-- Opening Marker --

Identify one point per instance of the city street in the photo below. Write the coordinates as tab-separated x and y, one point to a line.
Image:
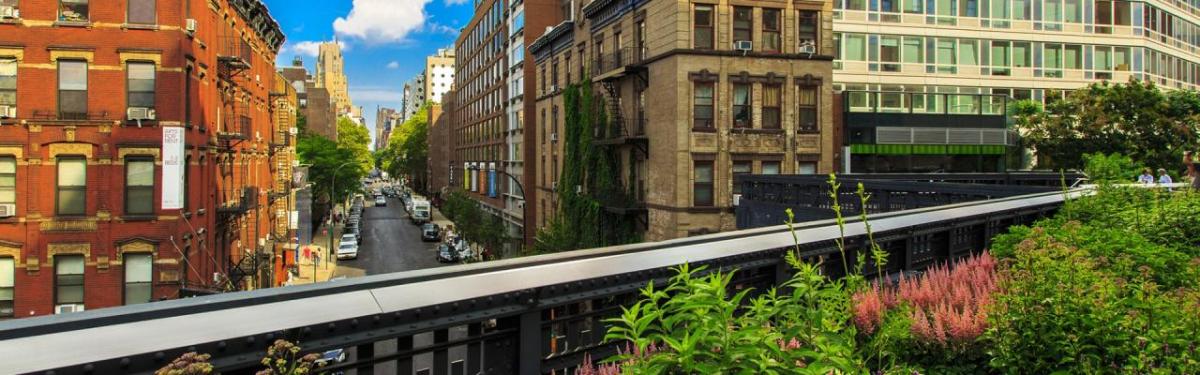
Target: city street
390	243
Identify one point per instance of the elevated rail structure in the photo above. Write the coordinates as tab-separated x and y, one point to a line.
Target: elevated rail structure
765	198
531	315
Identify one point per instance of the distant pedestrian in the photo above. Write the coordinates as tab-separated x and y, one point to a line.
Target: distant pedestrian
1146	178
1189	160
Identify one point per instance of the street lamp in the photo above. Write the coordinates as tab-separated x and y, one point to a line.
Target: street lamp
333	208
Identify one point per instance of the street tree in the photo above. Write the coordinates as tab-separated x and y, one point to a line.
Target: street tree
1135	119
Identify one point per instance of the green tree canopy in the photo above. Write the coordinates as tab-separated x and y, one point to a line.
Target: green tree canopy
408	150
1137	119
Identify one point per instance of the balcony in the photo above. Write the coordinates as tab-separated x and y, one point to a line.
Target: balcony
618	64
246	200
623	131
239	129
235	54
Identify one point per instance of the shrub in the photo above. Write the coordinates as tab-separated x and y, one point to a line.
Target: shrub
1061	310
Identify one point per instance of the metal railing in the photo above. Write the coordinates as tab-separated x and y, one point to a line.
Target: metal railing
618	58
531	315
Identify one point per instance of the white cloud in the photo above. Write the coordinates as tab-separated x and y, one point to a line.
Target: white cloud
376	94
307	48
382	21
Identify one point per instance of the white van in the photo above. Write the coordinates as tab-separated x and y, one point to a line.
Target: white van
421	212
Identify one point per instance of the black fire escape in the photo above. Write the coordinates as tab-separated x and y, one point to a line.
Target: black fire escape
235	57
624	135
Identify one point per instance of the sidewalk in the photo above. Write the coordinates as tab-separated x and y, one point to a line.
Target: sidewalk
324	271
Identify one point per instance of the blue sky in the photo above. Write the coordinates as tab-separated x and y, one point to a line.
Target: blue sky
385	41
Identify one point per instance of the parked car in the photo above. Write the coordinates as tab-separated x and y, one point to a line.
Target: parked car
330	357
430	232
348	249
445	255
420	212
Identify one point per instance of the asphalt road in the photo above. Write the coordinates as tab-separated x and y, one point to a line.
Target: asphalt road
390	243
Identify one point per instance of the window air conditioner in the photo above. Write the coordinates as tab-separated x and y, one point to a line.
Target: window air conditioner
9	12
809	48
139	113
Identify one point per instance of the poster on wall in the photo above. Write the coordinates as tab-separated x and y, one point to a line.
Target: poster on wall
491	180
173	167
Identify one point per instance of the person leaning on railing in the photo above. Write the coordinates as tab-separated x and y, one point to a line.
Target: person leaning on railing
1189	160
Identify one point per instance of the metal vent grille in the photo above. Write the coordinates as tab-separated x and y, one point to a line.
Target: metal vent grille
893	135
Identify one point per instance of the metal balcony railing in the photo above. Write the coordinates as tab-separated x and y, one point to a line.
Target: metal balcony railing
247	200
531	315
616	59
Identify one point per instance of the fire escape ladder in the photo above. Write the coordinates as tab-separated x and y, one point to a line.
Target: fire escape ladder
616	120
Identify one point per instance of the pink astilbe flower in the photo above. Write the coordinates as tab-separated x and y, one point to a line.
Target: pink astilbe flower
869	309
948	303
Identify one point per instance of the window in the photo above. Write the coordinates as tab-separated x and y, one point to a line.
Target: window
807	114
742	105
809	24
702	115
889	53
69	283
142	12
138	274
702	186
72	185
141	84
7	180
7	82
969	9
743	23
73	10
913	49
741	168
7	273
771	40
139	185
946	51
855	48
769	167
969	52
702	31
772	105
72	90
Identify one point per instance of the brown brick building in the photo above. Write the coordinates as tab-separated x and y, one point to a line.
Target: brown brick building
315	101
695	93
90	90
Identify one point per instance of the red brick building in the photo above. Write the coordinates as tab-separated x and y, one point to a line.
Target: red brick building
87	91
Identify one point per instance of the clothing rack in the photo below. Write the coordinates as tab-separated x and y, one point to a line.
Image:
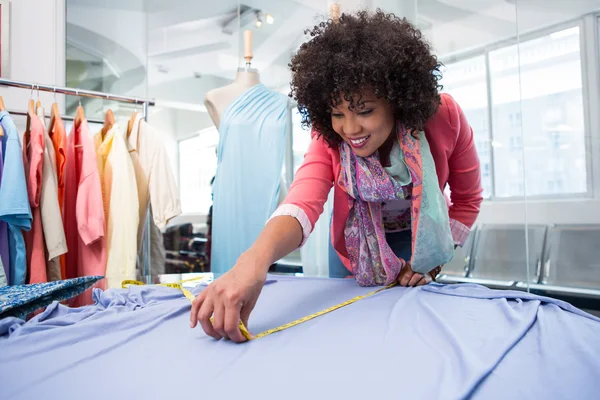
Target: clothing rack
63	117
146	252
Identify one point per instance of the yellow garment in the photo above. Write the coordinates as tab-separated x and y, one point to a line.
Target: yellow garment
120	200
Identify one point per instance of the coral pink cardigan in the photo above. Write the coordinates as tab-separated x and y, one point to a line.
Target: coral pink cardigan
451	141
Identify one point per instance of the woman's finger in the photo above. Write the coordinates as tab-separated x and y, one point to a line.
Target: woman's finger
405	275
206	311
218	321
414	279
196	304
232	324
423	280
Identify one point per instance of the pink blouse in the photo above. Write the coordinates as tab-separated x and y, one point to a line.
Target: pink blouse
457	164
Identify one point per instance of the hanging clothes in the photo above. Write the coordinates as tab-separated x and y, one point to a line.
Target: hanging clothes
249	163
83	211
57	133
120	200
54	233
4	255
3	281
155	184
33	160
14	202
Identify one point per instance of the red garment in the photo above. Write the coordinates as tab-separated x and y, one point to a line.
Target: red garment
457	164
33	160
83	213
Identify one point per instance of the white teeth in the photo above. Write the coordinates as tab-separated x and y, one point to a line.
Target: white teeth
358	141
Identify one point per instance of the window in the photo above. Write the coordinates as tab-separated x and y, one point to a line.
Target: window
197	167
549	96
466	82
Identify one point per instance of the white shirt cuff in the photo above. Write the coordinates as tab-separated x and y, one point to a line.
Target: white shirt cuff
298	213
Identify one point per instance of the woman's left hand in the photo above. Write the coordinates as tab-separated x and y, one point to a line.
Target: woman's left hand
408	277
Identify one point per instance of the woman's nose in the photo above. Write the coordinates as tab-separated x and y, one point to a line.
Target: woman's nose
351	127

-- Closing Marker --

* **EXERCISE REQUIREMENTS**: For every line of the records that has the word "below" in it, make a copy.

* **RESPONSE TO THE EXERCISE**:
Identify one point per instance of the city street in the photo below. Write the coordinates as tab-separated x and y, one point to a line.
Identify one point per instance of the clothing rack in the photo below. Write the coordinates as tab-separated x and y, one point to a line.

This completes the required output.